Convert the lines of the records below, from the line containing "the white face" through the end of the records, into a Markdown table with the columns Row and Text, numbering each line and leaving out blank lines.
__________________________________________________
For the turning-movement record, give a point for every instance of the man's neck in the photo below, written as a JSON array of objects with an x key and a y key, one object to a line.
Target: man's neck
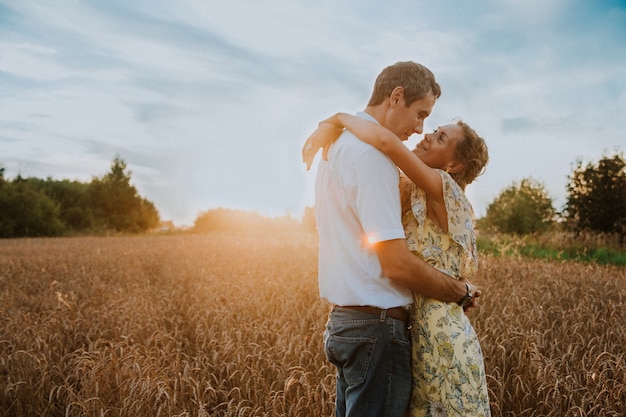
[{"x": 377, "y": 112}]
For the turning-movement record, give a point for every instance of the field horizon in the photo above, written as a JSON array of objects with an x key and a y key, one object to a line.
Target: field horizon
[{"x": 224, "y": 324}]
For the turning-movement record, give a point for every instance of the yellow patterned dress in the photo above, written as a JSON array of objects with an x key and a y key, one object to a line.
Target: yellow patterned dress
[{"x": 448, "y": 372}]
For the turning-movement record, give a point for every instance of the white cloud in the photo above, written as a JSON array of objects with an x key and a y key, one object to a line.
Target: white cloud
[{"x": 209, "y": 102}]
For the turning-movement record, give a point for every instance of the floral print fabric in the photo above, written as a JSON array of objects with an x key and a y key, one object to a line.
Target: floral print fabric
[{"x": 448, "y": 372}]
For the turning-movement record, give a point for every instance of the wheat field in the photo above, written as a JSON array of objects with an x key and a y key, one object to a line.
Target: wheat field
[{"x": 231, "y": 325}]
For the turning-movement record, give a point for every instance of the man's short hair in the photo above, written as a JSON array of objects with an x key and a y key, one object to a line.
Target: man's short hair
[{"x": 416, "y": 79}]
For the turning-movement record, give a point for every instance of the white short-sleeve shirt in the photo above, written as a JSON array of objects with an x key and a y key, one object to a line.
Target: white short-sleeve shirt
[{"x": 357, "y": 203}]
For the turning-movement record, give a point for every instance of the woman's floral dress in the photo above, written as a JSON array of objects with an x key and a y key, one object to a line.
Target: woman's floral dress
[{"x": 447, "y": 363}]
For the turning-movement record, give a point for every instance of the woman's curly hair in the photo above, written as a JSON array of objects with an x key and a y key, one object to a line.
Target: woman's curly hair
[{"x": 472, "y": 152}]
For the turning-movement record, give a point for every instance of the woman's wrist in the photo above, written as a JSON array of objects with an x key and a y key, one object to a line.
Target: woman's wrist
[{"x": 333, "y": 120}]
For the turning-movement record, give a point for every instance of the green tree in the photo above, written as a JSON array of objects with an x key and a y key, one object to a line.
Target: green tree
[
  {"x": 71, "y": 197},
  {"x": 25, "y": 211},
  {"x": 116, "y": 205},
  {"x": 521, "y": 209},
  {"x": 597, "y": 196}
]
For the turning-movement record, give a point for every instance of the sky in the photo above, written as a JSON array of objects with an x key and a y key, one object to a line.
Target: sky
[{"x": 210, "y": 101}]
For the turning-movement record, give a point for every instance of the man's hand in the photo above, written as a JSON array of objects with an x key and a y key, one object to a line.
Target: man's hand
[
  {"x": 324, "y": 136},
  {"x": 476, "y": 293}
]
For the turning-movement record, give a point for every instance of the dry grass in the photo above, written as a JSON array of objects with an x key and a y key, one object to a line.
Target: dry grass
[{"x": 231, "y": 325}]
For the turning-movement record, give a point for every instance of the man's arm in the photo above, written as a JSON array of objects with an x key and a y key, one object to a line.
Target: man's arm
[{"x": 408, "y": 270}]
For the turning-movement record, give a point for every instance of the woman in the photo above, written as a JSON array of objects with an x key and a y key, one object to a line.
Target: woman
[{"x": 447, "y": 366}]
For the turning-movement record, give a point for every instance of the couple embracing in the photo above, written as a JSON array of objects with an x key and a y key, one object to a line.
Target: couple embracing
[{"x": 395, "y": 249}]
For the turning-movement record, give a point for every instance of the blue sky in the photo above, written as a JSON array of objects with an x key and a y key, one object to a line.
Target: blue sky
[{"x": 209, "y": 102}]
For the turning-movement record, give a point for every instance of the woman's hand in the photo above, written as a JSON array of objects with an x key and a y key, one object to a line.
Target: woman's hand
[{"x": 324, "y": 136}]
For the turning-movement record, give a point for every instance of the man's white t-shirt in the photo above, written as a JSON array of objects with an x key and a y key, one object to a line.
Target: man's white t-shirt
[{"x": 357, "y": 203}]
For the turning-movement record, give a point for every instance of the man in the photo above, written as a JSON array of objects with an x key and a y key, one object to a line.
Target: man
[{"x": 365, "y": 267}]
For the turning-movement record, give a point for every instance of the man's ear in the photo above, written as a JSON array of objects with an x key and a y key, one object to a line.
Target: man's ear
[{"x": 397, "y": 96}]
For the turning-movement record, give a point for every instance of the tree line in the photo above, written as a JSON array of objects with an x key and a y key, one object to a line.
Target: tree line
[
  {"x": 29, "y": 207},
  {"x": 32, "y": 207},
  {"x": 596, "y": 202}
]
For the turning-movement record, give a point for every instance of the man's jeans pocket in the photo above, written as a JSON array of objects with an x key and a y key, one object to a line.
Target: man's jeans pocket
[{"x": 352, "y": 355}]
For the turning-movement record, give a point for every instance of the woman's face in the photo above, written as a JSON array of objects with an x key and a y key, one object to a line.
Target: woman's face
[{"x": 437, "y": 148}]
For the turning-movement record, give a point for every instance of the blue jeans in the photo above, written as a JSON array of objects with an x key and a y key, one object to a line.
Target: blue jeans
[{"x": 373, "y": 359}]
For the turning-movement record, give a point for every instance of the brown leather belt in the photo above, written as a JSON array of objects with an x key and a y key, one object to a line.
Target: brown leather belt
[{"x": 399, "y": 313}]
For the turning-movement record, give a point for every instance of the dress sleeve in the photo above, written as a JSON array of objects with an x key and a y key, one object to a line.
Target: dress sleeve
[{"x": 460, "y": 221}]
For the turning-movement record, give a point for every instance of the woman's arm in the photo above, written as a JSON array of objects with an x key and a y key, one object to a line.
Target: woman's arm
[
  {"x": 385, "y": 141},
  {"x": 325, "y": 135}
]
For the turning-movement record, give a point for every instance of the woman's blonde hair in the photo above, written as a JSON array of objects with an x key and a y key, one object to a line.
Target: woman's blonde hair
[{"x": 472, "y": 153}]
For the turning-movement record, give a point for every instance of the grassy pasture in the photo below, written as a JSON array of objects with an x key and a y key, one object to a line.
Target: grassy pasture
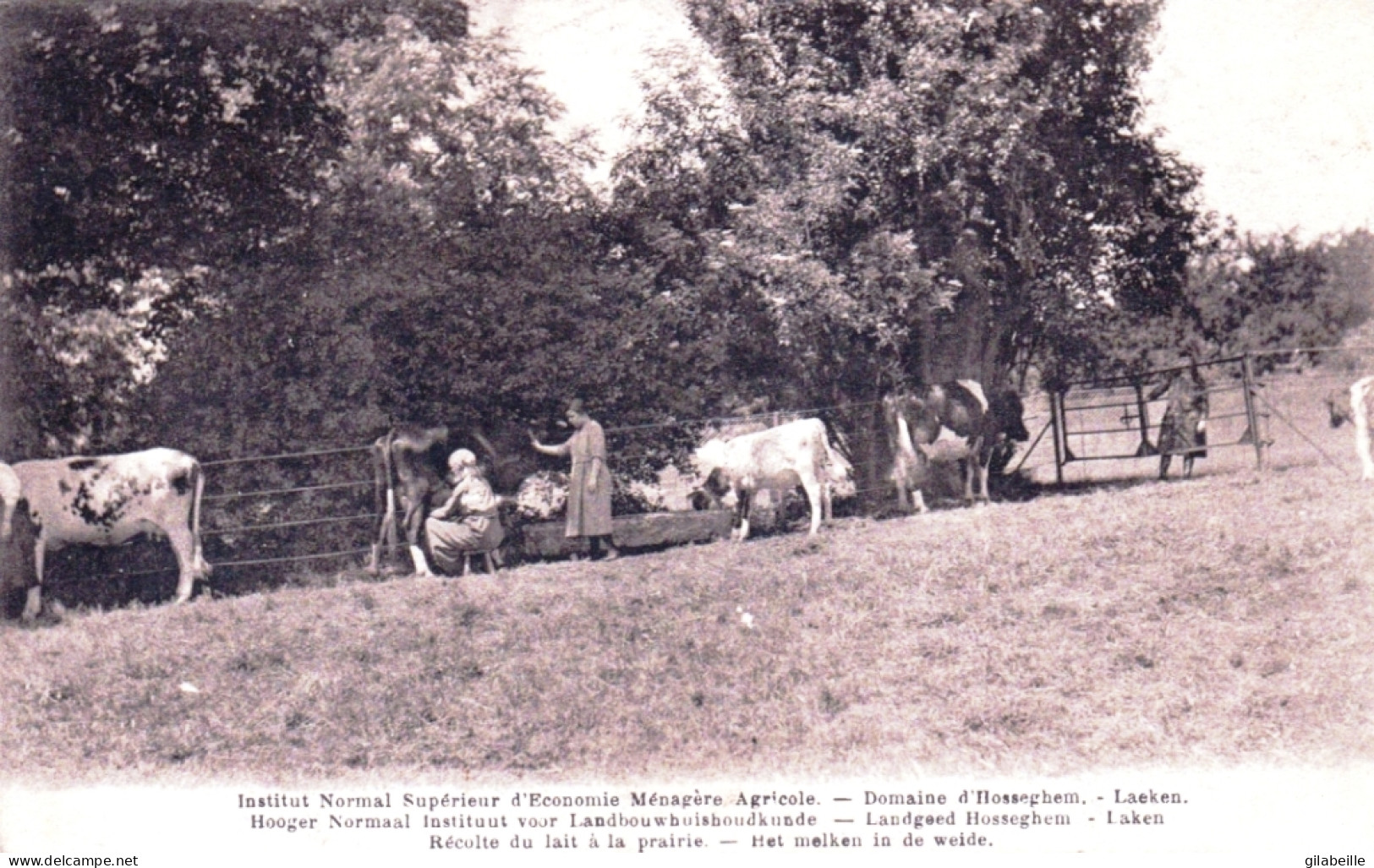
[{"x": 1223, "y": 620}]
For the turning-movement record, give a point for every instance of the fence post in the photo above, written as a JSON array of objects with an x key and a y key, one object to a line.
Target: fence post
[
  {"x": 1059, "y": 446},
  {"x": 1251, "y": 417},
  {"x": 1143, "y": 410}
]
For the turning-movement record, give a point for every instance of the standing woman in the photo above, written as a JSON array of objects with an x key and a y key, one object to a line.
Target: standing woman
[{"x": 589, "y": 483}]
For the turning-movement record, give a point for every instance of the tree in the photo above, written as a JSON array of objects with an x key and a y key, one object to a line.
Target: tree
[
  {"x": 150, "y": 150},
  {"x": 950, "y": 188}
]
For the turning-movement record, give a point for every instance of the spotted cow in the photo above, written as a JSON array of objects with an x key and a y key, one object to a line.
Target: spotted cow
[
  {"x": 1358, "y": 410},
  {"x": 112, "y": 499},
  {"x": 955, "y": 412}
]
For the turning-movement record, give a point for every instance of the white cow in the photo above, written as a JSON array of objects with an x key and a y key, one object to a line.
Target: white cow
[
  {"x": 110, "y": 500},
  {"x": 782, "y": 457},
  {"x": 1362, "y": 407},
  {"x": 10, "y": 494}
]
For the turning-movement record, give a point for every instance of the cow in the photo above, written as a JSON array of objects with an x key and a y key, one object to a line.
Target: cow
[
  {"x": 1359, "y": 410},
  {"x": 780, "y": 457},
  {"x": 10, "y": 494},
  {"x": 916, "y": 423},
  {"x": 1183, "y": 426},
  {"x": 410, "y": 465},
  {"x": 112, "y": 499}
]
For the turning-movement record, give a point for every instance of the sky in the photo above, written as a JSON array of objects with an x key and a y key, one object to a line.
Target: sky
[{"x": 1273, "y": 99}]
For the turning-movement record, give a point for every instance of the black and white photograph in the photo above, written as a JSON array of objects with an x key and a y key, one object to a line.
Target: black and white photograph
[{"x": 687, "y": 432}]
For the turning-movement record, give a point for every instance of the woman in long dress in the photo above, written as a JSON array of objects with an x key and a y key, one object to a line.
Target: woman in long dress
[
  {"x": 468, "y": 522},
  {"x": 589, "y": 483},
  {"x": 1183, "y": 426}
]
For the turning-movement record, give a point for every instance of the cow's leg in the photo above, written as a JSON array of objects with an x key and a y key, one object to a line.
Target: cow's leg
[
  {"x": 743, "y": 500},
  {"x": 982, "y": 468},
  {"x": 421, "y": 562},
  {"x": 35, "y": 600},
  {"x": 1362, "y": 446},
  {"x": 385, "y": 533},
  {"x": 903, "y": 501},
  {"x": 815, "y": 492},
  {"x": 415, "y": 509}
]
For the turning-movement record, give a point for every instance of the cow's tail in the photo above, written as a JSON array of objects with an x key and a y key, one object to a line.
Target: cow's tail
[
  {"x": 839, "y": 461},
  {"x": 384, "y": 478},
  {"x": 201, "y": 565}
]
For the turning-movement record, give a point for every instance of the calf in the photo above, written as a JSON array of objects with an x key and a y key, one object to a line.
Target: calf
[
  {"x": 110, "y": 500},
  {"x": 1359, "y": 412},
  {"x": 784, "y": 457}
]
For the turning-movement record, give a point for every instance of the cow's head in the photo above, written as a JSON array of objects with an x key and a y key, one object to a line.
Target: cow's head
[
  {"x": 1338, "y": 408},
  {"x": 918, "y": 412},
  {"x": 1007, "y": 411}
]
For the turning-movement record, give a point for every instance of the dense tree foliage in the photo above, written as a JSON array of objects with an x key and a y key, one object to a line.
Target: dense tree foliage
[
  {"x": 235, "y": 227},
  {"x": 949, "y": 188}
]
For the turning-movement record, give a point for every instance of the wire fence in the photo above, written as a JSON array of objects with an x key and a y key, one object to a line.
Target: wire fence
[{"x": 278, "y": 503}]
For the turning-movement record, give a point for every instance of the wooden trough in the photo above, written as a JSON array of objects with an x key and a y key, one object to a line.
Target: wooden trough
[{"x": 631, "y": 532}]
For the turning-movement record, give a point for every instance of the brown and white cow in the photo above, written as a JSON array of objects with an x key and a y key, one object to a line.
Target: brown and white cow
[
  {"x": 791, "y": 455},
  {"x": 112, "y": 499},
  {"x": 916, "y": 423},
  {"x": 1359, "y": 410},
  {"x": 410, "y": 466}
]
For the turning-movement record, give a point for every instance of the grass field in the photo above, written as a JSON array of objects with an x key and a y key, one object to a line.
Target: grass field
[{"x": 1222, "y": 620}]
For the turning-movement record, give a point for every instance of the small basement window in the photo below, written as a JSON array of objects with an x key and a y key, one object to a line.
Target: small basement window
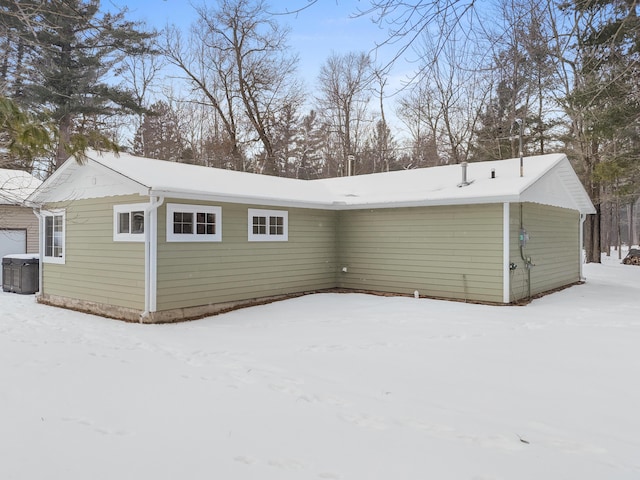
[
  {"x": 193, "y": 223},
  {"x": 54, "y": 236},
  {"x": 268, "y": 225},
  {"x": 128, "y": 222}
]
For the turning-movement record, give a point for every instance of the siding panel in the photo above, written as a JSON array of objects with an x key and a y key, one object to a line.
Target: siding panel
[
  {"x": 96, "y": 268},
  {"x": 381, "y": 253},
  {"x": 553, "y": 246},
  {"x": 201, "y": 273}
]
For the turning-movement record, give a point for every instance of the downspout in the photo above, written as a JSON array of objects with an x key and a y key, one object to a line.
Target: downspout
[
  {"x": 150, "y": 256},
  {"x": 527, "y": 260},
  {"x": 506, "y": 282},
  {"x": 583, "y": 217},
  {"x": 37, "y": 213}
]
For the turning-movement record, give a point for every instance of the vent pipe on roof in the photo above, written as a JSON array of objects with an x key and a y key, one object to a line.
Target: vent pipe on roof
[
  {"x": 464, "y": 182},
  {"x": 521, "y": 124}
]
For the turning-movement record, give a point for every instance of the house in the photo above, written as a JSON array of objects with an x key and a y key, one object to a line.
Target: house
[
  {"x": 18, "y": 223},
  {"x": 154, "y": 241}
]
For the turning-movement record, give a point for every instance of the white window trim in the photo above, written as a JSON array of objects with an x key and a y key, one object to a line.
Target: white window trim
[
  {"x": 195, "y": 209},
  {"x": 54, "y": 213},
  {"x": 128, "y": 208},
  {"x": 267, "y": 237}
]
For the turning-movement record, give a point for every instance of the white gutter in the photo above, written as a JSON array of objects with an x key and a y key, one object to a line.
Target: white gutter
[
  {"x": 37, "y": 213},
  {"x": 151, "y": 256},
  {"x": 583, "y": 217},
  {"x": 506, "y": 271}
]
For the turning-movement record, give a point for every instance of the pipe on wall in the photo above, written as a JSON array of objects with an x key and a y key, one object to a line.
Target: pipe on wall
[{"x": 150, "y": 255}]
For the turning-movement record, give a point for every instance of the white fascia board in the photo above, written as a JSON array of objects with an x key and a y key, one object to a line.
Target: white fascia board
[
  {"x": 73, "y": 181},
  {"x": 241, "y": 199},
  {"x": 330, "y": 204},
  {"x": 426, "y": 203}
]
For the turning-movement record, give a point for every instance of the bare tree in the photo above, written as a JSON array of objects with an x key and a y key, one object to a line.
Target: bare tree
[
  {"x": 344, "y": 83},
  {"x": 238, "y": 57}
]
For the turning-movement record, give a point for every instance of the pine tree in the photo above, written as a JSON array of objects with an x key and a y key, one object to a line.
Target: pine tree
[{"x": 75, "y": 52}]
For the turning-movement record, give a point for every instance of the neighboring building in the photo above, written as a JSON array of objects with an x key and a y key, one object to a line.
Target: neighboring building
[
  {"x": 18, "y": 223},
  {"x": 154, "y": 241}
]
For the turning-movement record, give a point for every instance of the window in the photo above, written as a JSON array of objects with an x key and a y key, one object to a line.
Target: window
[
  {"x": 54, "y": 236},
  {"x": 128, "y": 222},
  {"x": 268, "y": 225},
  {"x": 193, "y": 223}
]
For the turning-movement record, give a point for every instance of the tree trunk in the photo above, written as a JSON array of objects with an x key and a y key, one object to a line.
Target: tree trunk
[
  {"x": 592, "y": 236},
  {"x": 64, "y": 138}
]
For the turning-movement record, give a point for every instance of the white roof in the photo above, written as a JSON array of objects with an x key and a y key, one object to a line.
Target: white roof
[
  {"x": 547, "y": 179},
  {"x": 16, "y": 186}
]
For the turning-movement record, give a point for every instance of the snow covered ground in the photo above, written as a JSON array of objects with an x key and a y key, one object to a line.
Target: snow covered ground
[{"x": 330, "y": 386}]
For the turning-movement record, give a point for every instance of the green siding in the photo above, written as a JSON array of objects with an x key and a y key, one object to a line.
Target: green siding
[
  {"x": 448, "y": 251},
  {"x": 553, "y": 246},
  {"x": 202, "y": 273},
  {"x": 96, "y": 268}
]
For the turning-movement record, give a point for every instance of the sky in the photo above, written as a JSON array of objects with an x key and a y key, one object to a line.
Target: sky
[{"x": 316, "y": 32}]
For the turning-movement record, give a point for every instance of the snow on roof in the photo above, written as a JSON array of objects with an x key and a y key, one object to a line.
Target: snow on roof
[
  {"x": 418, "y": 187},
  {"x": 16, "y": 186}
]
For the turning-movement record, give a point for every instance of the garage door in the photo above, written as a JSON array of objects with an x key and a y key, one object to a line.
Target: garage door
[{"x": 12, "y": 241}]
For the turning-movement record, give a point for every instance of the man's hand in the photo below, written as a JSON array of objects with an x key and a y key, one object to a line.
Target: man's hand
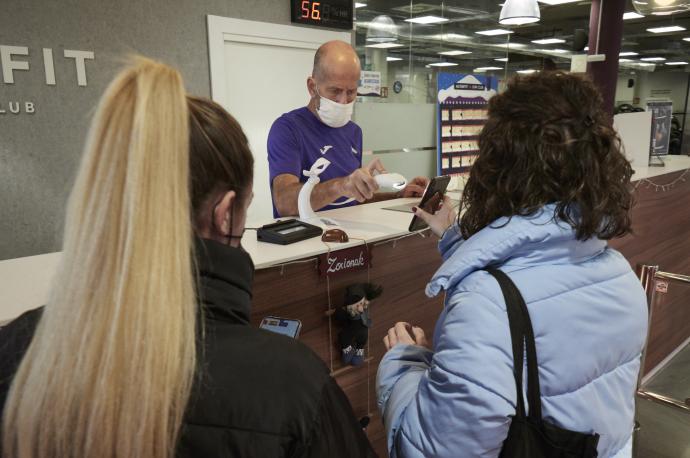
[
  {"x": 415, "y": 188},
  {"x": 406, "y": 334},
  {"x": 360, "y": 184}
]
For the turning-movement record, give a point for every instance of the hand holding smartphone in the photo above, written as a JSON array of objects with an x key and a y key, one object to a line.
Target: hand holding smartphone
[{"x": 431, "y": 201}]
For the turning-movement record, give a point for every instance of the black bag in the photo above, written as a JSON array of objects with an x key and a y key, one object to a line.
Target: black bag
[{"x": 529, "y": 436}]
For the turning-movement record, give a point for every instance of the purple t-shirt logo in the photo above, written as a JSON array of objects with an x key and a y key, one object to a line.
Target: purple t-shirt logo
[{"x": 298, "y": 138}]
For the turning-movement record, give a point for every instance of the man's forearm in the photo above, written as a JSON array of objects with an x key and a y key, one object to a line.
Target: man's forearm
[{"x": 322, "y": 195}]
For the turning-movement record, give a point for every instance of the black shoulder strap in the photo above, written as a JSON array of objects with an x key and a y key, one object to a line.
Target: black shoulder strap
[{"x": 522, "y": 335}]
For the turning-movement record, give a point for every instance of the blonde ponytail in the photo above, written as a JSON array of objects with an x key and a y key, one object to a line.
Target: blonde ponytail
[{"x": 110, "y": 367}]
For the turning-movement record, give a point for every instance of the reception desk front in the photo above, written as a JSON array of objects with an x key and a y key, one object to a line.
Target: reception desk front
[{"x": 288, "y": 282}]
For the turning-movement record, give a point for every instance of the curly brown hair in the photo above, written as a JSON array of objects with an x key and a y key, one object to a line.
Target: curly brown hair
[{"x": 548, "y": 140}]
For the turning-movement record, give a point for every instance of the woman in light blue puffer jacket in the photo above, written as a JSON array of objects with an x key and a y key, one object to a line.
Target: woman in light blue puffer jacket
[{"x": 549, "y": 187}]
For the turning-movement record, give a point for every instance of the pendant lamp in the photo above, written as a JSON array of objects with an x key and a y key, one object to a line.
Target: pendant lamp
[{"x": 517, "y": 12}]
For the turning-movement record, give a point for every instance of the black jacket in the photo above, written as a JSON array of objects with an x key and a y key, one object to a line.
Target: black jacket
[{"x": 257, "y": 394}]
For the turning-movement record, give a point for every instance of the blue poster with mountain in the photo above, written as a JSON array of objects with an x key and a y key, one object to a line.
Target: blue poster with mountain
[{"x": 462, "y": 108}]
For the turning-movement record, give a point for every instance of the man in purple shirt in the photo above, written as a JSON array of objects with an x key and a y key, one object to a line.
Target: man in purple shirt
[{"x": 323, "y": 129}]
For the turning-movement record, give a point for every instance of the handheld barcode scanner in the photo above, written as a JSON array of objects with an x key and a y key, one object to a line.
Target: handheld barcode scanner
[{"x": 306, "y": 213}]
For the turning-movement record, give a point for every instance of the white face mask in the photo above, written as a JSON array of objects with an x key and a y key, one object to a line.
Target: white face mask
[{"x": 334, "y": 114}]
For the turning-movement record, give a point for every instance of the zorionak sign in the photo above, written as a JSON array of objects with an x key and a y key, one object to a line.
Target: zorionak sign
__________________________________________________
- **Exercise response**:
| Row | Text |
|---|---|
| 1 | For the turning-movement record, give a point for every instance of the white face mask in the photo above, written as a JSON array of objects with an x key and a y key, one object to a line. |
| 2 | Target: white face mask |
| 3 | [{"x": 334, "y": 114}] |
| 4 | For the turning-movement record, give a point for every instance of the zorionak sign in the photo above, written as a JSON array of objects with an x key and a y key, one object to a line. |
| 5 | Target: zorionak sign |